### Do this
Copy the material below word for word, leaving out the pictures.

* start Input records *

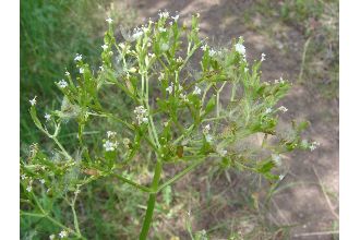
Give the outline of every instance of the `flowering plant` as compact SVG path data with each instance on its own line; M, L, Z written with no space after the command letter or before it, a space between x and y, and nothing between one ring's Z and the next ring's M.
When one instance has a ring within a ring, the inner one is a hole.
M123 33L125 41L119 43L112 20L106 21L109 28L101 46L103 65L94 70L76 55L79 73L73 76L65 72L57 83L63 94L61 108L45 113L44 121L37 113L38 99L29 100L36 127L55 142L56 149L51 156L34 144L28 158L21 161L22 197L26 199L21 214L47 218L60 227L60 233L50 238L85 238L75 204L81 189L92 181L116 177L148 194L140 233L140 239L146 239L156 195L197 166L249 170L276 181L281 176L273 169L280 164L280 155L316 146L300 136L307 122L292 121L286 134L277 130L278 113L287 108L276 105L290 84L283 79L261 82L265 55L249 64L243 38L229 49L214 49L199 36L199 14L192 16L189 27L180 26L179 15L160 12L158 21ZM111 112L109 103L99 97L109 89L131 99L132 117ZM97 146L89 146L84 132L97 119L117 128L104 132ZM79 129L74 152L59 141L61 128L70 121ZM262 141L253 141L254 136ZM125 173L144 152L153 159L148 167L154 175L148 184ZM185 167L164 179L164 166L170 164ZM40 194L63 199L72 209L73 223L58 221L38 201Z

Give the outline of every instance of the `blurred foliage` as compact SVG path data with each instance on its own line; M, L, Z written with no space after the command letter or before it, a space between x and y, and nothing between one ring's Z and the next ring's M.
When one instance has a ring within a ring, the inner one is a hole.
M295 27L305 38L299 83L325 98L338 97L339 82L339 3L337 0L257 0L251 12ZM272 32L273 28L264 25ZM273 34L271 34L273 35Z
M21 145L22 151L40 134L33 128L28 115L28 99L35 95L49 107L59 106L60 92L55 82L73 72L70 65L75 53L82 53L94 65L101 52L105 19L129 25L135 16L122 3L110 0L22 0L20 8L20 88L21 88ZM67 69L71 68L71 69ZM68 133L71 132L69 128ZM44 140L43 140L44 141Z

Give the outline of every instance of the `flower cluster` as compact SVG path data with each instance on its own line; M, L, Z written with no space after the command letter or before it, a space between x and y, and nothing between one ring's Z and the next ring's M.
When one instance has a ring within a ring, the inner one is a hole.
M172 89L171 89L171 92L172 92ZM146 124L148 122L148 118L147 118L148 112L147 112L147 109L144 108L144 106L135 107L134 113L135 113L135 118L136 118L139 124L142 124L142 123Z
M106 152L113 152L118 147L119 143L115 139L116 135L116 132L107 131L107 140L103 144Z

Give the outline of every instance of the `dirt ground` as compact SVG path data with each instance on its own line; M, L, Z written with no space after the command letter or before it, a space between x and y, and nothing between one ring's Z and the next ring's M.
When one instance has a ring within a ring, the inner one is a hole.
M249 27L243 15L253 4L250 0L137 0L129 1L129 4L137 10L139 23L148 17L156 19L159 9L172 14L178 11L182 21L199 12L203 36L218 46L229 45L232 38L243 36L250 59L266 53L262 70L264 81L283 76L293 83L281 103L289 109L284 120L308 119L311 127L305 135L316 140L321 147L309 153L297 152L284 160L288 175L281 184L291 188L284 188L274 195L268 218L276 225L293 226L290 239L334 239L328 231L337 230L334 225L338 223L338 99L325 99L316 88L296 83L304 36L296 28L284 26L269 39L266 34ZM272 21L266 24L278 27L272 25ZM235 184L240 182L235 181ZM227 217L236 213L228 209L220 214ZM207 223L200 225L205 229L208 227Z

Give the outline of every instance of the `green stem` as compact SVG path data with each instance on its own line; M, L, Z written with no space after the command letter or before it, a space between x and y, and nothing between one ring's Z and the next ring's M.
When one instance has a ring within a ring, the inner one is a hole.
M204 161L204 159L201 159L199 161L193 163L192 165L190 165L188 168L183 169L182 171L180 171L178 175L176 175L173 178L169 179L168 181L166 181L164 184L161 184L156 192L160 192L163 189L165 189L167 185L172 184L173 182L178 181L180 178L182 178L183 176L185 176L188 172L190 172L191 170L193 170L194 168L196 168L200 164L202 164Z
M156 202L156 191L157 191L158 183L160 181L161 171L163 171L163 164L158 159L156 163L156 166L155 166L155 172L154 172L154 178L153 178L153 183L152 183L152 189L155 193L151 193L148 196L145 219L144 219L143 227L142 227L142 230L141 230L141 233L139 237L140 240L146 239L149 227L152 225L153 213L154 213L154 207L155 207L155 202Z

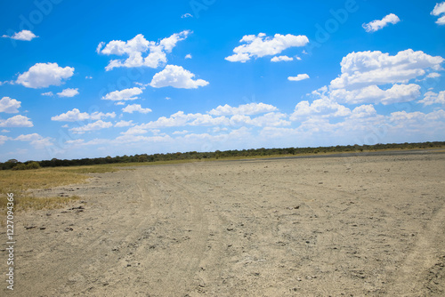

* end Input records *

### Reply
Give the outline of every instance of the `flowering plant` as compact SVG path data with each instance on its own line; M, L, Z written with no space after the command letter or before it, a space between x and y, and nothing between one ring's Z and the next ring's M.
When one instance has a ring within a ring, the inner one is a hole.
M123 33L125 41L119 43L112 20L106 21L109 28L101 46L103 65L94 70L76 55L79 73L73 76L65 72L57 83L63 94L61 108L45 113L44 121L37 113L38 99L29 100L36 127L55 142L56 149L51 156L34 144L28 158L21 161L22 197L26 199L21 214L47 218L60 227L60 233L50 238L85 238L75 204L81 189L92 181L116 177L148 194L140 233L140 239L146 239L156 195L197 166L249 170L276 181L281 176L273 169L280 164L280 155L316 146L300 136L307 122L292 121L286 134L277 130L278 113L287 108L276 105L290 84L283 79L261 82L265 55L249 64L243 38L229 49L214 49L199 36L199 14L192 16L189 27L180 26L179 15L160 12L158 21ZM111 112L109 103L99 97L109 89L131 99L132 117ZM97 146L89 146L84 132L97 119L117 128L104 132ZM79 129L74 152L59 141L61 128L70 121ZM262 141L253 141L254 136ZM125 173L144 152L153 159L148 167L154 175L148 184ZM185 167L164 179L164 166L170 164ZM40 194L63 199L72 209L73 223L58 221L38 201Z

Give the outline of every instance of the `blurred foliage` as compact SVG path data with each instance on its own line; M, L, Z written with no space after the command letter or before it, a space between x and y, and nothing between one ring's Z and the next ring's M.
When one instance has a ring within a ring, the inner one is a hole.
M295 27L305 38L299 83L325 98L338 97L339 82L339 3L337 0L257 0L251 12ZM272 32L273 28L264 25ZM273 34L271 34L273 35Z
M21 145L22 151L40 134L33 128L28 115L28 99L35 95L49 107L59 106L60 92L55 82L73 72L70 65L75 53L82 53L94 65L101 52L105 19L129 25L135 16L122 3L110 0L22 0L20 8L20 88L21 88ZM67 69L71 68L71 69ZM68 133L71 132L69 128ZM44 140L43 140L44 141Z

Give the outline of every instance of the `flower cluster` as compact SVG path data with each instance on its own line; M, L, Z written with no space after the command letter or before it, a space between x and y, and nothing between one ring's Z and the next ring's M.
When one instance has a ring within a ring, the inner one is a hole.
M172 89L171 89L171 92L172 92ZM146 124L148 122L148 118L147 118L148 112L147 112L147 109L144 108L144 106L135 107L134 113L135 113L135 118L136 118L139 124L142 124L142 123Z
M106 152L113 152L118 147L119 143L115 139L116 135L116 132L107 131L107 140L103 144Z

Give the outline of every instance of the `dirt ground` as compact SVG path data with each instance on its own line; M, L, Z written with no space after the command letter or before it, a space between x and y, and nothing between one ring's Z and the next ring's M.
When one instance has a ring within a ring, the inner one is a hole.
M249 27L243 15L253 4L250 0L137 0L129 1L129 4L137 10L139 23L148 17L156 19L159 9L172 14L178 11L182 21L199 12L203 36L218 46L229 45L232 38L243 36L250 59L266 53L262 70L264 81L283 76L293 83L281 103L289 109L284 120L308 119L311 127L305 135L316 140L321 147L309 153L297 152L284 160L288 175L281 184L291 188L284 188L274 195L268 218L276 225L293 226L290 239L334 239L328 231L337 230L334 225L338 223L338 99L325 99L316 88L296 83L304 36L296 28L284 26L269 39L266 34ZM272 21L266 24L278 27L272 25ZM235 184L240 182L235 181ZM227 217L236 213L228 209L220 214ZM207 223L200 225L205 229L208 227Z

Give the outline of every instance of the `green stem` as compact SVG path data with each instance on its own line; M, L, Z written with no space after the command letter or before it, a space between x and y, and nothing between one ring's Z and the next ring's M.
When one instance has a ring within a ring, the inner one is a hole.
M204 161L204 159L201 159L199 161L193 163L192 165L190 165L188 168L183 169L182 171L180 171L178 175L176 175L173 178L169 179L168 181L166 181L164 184L161 184L156 192L160 192L163 189L165 189L167 185L172 184L173 182L178 181L180 178L182 178L183 176L185 176L188 172L190 172L191 170L193 170L194 168L196 168L200 164L202 164Z
M156 202L156 191L157 191L158 183L160 181L161 171L163 171L163 164L158 159L156 163L156 166L155 166L155 172L154 172L154 178L153 178L153 183L152 183L152 189L155 193L151 193L148 196L145 219L144 219L143 227L142 227L142 230L141 230L141 233L139 237L140 240L146 239L149 227L152 225L153 213L154 213L154 207L155 207L155 202Z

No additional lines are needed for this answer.